SUPPLIED MATERIAL -
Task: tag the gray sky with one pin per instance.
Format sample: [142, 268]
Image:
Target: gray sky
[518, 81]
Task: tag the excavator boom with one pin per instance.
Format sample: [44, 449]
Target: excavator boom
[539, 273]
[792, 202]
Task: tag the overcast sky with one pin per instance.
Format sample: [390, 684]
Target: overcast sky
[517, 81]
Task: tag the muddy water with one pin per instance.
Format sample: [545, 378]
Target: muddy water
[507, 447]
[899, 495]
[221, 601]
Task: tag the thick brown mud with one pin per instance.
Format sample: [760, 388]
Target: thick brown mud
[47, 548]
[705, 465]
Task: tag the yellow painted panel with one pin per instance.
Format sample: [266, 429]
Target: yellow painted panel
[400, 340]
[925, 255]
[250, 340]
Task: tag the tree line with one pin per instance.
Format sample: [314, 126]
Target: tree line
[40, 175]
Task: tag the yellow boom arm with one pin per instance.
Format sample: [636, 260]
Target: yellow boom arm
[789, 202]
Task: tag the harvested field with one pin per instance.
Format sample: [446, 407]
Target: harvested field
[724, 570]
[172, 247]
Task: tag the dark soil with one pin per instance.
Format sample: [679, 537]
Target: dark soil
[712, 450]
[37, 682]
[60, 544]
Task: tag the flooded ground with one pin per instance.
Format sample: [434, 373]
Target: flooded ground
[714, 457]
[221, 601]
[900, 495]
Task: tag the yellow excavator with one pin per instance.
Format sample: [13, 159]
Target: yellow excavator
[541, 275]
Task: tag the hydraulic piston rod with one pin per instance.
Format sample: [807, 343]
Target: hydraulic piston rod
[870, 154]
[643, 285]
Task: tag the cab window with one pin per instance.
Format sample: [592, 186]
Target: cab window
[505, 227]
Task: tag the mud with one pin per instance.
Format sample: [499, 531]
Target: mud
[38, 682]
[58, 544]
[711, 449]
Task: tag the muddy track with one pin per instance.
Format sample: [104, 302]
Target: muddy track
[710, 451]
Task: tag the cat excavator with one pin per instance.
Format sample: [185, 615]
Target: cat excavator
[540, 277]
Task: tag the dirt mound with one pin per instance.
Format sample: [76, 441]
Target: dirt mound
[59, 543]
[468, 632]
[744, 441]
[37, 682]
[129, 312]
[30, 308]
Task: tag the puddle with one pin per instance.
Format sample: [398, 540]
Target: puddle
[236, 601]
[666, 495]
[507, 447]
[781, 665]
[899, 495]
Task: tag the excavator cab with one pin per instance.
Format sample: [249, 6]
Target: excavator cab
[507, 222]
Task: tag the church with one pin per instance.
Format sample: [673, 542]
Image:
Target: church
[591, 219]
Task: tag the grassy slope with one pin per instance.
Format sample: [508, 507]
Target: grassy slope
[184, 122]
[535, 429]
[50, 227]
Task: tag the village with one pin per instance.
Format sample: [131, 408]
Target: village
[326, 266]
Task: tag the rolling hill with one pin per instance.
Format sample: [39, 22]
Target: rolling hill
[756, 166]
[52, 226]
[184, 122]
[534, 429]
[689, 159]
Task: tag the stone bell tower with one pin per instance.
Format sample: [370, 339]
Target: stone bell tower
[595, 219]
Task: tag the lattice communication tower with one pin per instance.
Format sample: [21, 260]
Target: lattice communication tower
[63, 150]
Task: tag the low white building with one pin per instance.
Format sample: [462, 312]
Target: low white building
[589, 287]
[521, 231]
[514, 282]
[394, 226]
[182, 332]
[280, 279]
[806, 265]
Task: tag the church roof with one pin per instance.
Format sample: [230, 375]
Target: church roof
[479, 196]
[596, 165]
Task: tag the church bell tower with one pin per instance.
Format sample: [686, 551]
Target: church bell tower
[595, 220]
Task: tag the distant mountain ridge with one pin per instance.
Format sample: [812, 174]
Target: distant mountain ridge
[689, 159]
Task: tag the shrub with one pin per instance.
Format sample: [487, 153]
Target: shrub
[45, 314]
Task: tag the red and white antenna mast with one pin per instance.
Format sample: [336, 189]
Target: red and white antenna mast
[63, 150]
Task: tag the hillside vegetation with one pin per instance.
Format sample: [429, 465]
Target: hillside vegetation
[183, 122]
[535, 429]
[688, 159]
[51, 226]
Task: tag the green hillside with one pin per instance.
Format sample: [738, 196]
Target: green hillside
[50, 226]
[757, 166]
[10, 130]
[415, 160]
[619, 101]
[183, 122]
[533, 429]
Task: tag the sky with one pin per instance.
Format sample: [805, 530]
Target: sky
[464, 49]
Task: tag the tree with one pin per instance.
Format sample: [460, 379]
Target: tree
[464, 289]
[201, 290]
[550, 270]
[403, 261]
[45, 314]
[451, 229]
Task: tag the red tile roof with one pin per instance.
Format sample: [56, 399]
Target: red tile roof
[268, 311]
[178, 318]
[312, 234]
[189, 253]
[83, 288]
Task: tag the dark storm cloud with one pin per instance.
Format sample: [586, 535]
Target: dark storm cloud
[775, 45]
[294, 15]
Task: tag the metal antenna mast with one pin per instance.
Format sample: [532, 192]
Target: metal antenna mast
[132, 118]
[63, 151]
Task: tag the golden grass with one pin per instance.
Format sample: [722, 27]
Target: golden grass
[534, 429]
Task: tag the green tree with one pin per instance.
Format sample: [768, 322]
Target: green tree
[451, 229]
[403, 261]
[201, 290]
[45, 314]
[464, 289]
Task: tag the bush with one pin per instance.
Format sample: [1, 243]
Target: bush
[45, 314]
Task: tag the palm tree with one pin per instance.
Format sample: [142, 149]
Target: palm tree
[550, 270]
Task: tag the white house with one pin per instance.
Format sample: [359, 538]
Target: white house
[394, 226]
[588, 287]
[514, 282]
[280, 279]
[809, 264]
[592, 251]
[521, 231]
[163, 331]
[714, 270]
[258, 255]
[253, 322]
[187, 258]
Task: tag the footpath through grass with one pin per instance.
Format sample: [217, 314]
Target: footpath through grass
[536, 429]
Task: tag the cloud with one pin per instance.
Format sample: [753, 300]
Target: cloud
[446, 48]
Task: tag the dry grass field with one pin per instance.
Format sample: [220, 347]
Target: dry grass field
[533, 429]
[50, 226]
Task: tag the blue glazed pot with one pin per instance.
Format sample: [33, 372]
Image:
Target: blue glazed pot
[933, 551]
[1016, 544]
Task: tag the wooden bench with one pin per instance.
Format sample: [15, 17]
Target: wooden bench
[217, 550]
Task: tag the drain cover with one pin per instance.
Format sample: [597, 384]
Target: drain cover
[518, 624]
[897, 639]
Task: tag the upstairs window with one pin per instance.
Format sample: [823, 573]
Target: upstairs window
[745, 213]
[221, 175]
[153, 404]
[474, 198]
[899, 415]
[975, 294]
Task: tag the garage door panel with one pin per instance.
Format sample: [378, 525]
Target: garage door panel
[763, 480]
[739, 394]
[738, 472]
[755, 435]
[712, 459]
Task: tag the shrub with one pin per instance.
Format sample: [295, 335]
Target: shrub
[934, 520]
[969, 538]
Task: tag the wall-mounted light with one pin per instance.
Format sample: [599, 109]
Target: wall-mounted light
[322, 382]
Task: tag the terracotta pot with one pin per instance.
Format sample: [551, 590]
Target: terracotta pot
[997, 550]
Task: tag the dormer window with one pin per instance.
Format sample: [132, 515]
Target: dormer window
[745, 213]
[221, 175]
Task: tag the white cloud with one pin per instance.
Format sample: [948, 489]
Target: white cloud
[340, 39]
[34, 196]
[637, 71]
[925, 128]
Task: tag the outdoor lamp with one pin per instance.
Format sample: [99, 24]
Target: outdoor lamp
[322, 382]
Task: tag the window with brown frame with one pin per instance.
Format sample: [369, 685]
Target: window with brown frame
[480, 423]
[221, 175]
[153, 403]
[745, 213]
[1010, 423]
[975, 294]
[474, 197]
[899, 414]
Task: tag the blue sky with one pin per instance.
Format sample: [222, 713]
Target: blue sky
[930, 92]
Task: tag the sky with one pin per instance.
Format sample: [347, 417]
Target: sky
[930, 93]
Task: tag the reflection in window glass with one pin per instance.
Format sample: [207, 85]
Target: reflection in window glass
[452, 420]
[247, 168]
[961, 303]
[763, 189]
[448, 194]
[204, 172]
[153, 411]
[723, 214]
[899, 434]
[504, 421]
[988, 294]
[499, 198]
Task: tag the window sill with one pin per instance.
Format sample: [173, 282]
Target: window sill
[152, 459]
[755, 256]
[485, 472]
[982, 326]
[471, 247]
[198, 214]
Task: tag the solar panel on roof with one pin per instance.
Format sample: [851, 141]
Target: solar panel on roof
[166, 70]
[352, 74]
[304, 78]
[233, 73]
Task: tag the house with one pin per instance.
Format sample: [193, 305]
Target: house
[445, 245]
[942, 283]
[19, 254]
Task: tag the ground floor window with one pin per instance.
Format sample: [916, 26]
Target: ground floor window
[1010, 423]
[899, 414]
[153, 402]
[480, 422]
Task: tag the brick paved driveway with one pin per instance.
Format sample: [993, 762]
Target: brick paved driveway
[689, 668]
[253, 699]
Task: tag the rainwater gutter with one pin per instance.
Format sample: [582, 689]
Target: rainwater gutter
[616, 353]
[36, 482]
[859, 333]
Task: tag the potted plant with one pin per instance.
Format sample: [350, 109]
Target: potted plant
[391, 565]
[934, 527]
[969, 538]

WHAT IS BEING ASKED - Set down exactly the lines above that run from the start of the listing to the line with "Format sample: [434, 373]". Leave out every later line.

OUTPUT -
Task: tag the gray sky with one pin per instance.
Format sample: [142, 268]
Image:
Target: gray sky
[518, 81]
Task: tag the excavator boom with one pin per instance.
Format sample: [44, 449]
Target: excavator boom
[539, 273]
[792, 202]
Task: tag the overcast sky with one pin per instance.
Format sample: [390, 684]
Target: overcast sky
[517, 81]
Task: tag the muddy water with one pin per instance.
Format sample: [545, 378]
Target: muddy water
[507, 447]
[899, 495]
[221, 601]
Task: tag the thick brown mud with one pin per instance.
Format sample: [760, 388]
Target: thick brown mud
[47, 548]
[705, 465]
Task: tag the yellow painted panel with one pin per instance.
Format sample: [266, 429]
Target: yellow painted panel
[400, 340]
[925, 255]
[250, 340]
Task: tag the tree line with one pin per instance.
Format sample: [314, 126]
Target: tree line
[40, 175]
Task: tag the yellow boom arm with one pin per instance.
Format sample: [636, 260]
Target: yellow boom arm
[789, 202]
Task: tag the harvested field with one pin per instance.
Format sample: [446, 407]
Target: harvested field
[724, 570]
[172, 247]
Task: tag the dark soil with one pin per instance.
Format sample: [679, 537]
Target: dark soil
[712, 450]
[37, 682]
[60, 544]
Task: tag the flooded ground with one pin per instance.
Format sample: [434, 373]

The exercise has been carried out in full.